Single by Sofia Carson

from the album Sofia Carson
- Language: English
- Released: March 26, 2021
- Length: 2:21
- Label: Hollywood
- Composers: Stargate; Yakob;
- Lyricists: Rachel Keen; Don Raye; Jeff Jones;

Sofia Carson singles chronology
| "Hold On to Me" (2020) | "Fool's Gold" (2021) | "He Loves Me, But..." (2021) |

= Fool's Gold (Sofia Carson song) =

"Fool's Gold" is a song recorded by American singer and actress Sofia Carson. It was released as the lead single for her eponymous debut studio album on March 26, 2021, by Hollywood Records.

==Background and composition==
The song is described as a "dance pop song with soulful funk guitar wraps around a pulsating bass line as her captivating voice sings a melody that embraces and transports you".
....
§ What needs to be done:
Can you write out the "Fool's Gold" article word for word, from "from the album" up to and including "by Hollywood Records."?

§ Dataset excerpts:
....
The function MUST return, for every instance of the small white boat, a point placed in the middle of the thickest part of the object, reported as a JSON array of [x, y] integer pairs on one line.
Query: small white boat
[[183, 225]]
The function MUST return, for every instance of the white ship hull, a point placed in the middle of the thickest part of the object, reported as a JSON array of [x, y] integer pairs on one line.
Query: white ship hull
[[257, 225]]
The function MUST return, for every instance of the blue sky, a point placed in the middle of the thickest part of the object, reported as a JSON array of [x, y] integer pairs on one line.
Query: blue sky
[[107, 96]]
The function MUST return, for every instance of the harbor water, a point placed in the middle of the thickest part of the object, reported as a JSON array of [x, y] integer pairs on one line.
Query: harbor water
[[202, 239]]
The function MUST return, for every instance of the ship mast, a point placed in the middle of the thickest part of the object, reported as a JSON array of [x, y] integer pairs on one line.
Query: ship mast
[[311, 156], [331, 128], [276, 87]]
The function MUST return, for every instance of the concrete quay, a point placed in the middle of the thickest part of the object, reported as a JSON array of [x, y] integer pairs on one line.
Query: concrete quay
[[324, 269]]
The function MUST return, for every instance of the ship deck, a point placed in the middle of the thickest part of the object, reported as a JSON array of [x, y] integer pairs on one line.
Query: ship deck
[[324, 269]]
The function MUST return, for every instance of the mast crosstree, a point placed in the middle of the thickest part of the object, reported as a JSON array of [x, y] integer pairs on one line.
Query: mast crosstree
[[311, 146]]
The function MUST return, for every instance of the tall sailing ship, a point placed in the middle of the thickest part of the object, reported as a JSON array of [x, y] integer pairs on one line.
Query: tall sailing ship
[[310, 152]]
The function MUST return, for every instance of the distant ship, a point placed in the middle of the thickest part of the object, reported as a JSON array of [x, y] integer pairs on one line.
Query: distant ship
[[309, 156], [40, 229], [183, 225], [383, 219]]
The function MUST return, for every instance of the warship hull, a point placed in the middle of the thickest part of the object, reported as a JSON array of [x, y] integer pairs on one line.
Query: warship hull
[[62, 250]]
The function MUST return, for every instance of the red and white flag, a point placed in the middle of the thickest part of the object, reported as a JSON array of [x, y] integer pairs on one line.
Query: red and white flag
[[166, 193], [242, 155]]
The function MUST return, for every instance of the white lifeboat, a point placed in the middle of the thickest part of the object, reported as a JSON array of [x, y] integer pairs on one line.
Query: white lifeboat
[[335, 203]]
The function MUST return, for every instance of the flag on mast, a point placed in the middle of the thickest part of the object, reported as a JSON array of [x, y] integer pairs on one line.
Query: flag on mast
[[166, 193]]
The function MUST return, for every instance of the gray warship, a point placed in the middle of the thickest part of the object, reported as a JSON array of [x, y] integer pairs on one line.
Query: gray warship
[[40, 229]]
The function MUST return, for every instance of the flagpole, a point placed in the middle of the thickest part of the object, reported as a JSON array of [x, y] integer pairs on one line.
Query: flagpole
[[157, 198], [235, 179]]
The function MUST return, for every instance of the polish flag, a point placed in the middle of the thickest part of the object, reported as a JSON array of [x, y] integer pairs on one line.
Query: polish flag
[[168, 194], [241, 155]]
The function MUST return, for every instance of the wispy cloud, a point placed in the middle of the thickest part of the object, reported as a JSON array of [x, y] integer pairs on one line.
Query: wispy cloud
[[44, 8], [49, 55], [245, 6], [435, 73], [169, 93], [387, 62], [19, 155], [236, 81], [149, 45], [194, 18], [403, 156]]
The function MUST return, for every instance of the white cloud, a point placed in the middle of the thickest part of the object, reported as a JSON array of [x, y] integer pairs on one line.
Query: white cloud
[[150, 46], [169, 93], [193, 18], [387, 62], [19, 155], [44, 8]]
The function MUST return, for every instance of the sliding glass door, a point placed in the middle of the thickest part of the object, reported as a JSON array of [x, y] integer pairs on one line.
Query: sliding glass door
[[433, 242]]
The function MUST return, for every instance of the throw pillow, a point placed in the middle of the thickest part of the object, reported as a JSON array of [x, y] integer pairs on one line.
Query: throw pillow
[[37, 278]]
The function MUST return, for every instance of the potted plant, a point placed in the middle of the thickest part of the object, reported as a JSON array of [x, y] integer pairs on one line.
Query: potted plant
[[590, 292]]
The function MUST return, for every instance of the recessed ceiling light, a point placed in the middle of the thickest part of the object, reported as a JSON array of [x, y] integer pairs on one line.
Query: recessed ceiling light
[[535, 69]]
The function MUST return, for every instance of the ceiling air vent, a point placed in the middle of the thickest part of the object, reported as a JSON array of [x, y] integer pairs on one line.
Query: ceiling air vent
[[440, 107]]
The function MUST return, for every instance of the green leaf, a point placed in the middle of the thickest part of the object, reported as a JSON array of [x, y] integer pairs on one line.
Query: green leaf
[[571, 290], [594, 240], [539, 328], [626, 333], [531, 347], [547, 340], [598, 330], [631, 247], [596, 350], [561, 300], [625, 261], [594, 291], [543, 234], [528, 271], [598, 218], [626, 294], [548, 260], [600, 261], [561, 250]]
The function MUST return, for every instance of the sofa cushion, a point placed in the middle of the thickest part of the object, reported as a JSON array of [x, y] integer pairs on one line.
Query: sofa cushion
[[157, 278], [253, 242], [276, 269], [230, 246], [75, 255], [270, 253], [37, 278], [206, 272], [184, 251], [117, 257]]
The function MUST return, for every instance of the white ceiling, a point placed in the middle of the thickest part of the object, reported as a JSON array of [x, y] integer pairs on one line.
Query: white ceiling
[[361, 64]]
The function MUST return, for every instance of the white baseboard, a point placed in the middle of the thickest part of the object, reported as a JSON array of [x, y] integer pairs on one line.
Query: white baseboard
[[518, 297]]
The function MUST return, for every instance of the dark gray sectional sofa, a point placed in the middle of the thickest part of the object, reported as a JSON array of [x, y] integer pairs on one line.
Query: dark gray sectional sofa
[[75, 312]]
....
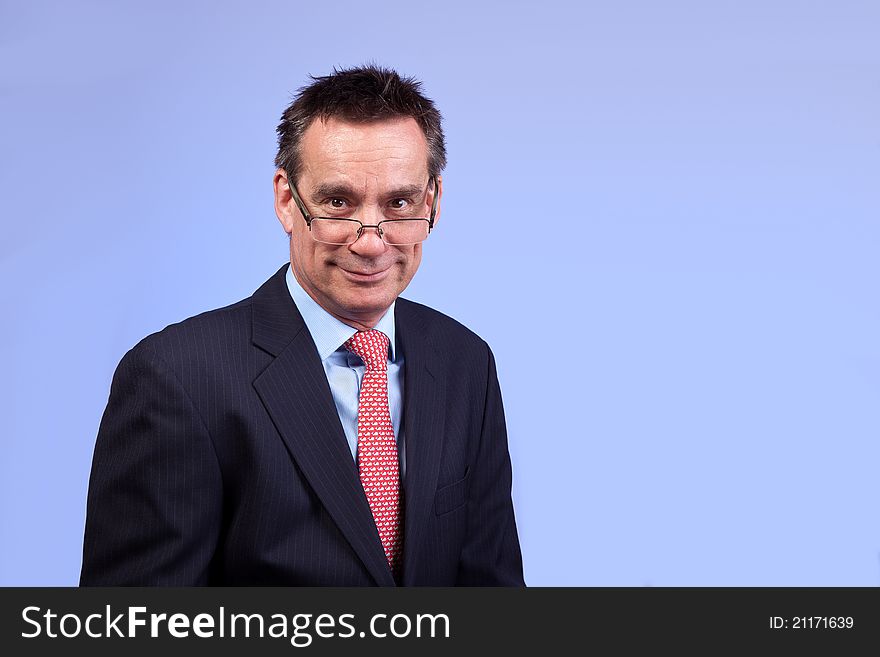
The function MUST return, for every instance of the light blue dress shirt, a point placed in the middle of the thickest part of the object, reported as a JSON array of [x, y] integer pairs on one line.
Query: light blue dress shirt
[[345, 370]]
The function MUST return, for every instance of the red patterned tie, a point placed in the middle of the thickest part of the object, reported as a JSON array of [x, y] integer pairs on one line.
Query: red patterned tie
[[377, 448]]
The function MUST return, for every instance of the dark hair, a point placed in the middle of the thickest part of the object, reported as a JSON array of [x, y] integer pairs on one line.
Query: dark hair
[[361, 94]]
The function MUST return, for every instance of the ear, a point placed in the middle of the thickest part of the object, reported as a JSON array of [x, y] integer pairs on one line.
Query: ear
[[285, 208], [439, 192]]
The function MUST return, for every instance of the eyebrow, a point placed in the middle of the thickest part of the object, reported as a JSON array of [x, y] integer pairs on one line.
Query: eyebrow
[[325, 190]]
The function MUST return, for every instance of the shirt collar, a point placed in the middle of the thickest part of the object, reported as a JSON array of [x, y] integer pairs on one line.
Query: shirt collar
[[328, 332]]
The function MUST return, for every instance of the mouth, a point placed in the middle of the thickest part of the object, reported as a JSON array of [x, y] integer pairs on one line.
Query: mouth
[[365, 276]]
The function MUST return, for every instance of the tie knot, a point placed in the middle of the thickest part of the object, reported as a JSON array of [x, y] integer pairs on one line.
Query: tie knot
....
§ Result of the exercise:
from the album Sofia Carson
- Language: English
- Released: March 26, 2021
- Length: 2:21
- Label: Hollywood
- Composers: Stargate; Yakob;
- Lyricists: Rachel Keen; Don Raye; Jeff Jones;

Sofia Carson singles chronology
| "Hold On to Me" (2020) | "Fool's Gold" (2021) | "He Loves Me, But..." (2021) |

= Fool's Gold (Sofia Carson song) =

"Fool's Gold" is a song recorded by American singer and actress Sofia Carson. It was released as the lead single for her eponymous debut studio album on March 26, 2021, by Hollywood Records.